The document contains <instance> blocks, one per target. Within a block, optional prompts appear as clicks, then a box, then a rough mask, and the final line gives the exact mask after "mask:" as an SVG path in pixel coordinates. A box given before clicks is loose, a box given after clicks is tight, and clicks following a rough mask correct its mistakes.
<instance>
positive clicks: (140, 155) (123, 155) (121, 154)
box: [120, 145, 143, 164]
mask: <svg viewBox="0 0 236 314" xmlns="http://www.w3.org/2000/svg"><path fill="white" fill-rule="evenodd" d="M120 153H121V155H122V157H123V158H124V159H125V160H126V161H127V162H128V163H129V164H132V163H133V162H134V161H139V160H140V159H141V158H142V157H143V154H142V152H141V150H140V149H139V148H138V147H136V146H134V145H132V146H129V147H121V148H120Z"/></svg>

## ACTION ITEM
Convert the data above into a Markdown table with the columns "Row" and "Line", giving each non-blank line its own numbered row and leaving out blank lines.

## REPLY TO THE TASK
| Row | Line |
|---|---|
| 1 | The document contains <instance> blocks, one per target. Within a block, optional prompts appear as clicks, then a box, then a rough mask, and the final line gives the exact mask after "mask:" as an SVG path in pixel coordinates. A box given before clicks is loose, a box given after clicks is tight, and clicks following a rough mask correct its mistakes. |
| 2 | <instance> |
| 3 | positive clicks: (140, 155) (123, 155) (121, 154) |
| 4 | box: [120, 145, 143, 164] |
| 5 | mask: <svg viewBox="0 0 236 314" xmlns="http://www.w3.org/2000/svg"><path fill="white" fill-rule="evenodd" d="M120 153H121V155H122V157H123V158H124V159H125V160H126V161H127V162H128V163H129V164H132V163H133V162H134V161H139V160H140V159H141V158H142V157H143V154H142V152H141V150H140V149H139V148H138V147H136V146H134V145H132V146H129V147H121V148H120Z"/></svg> |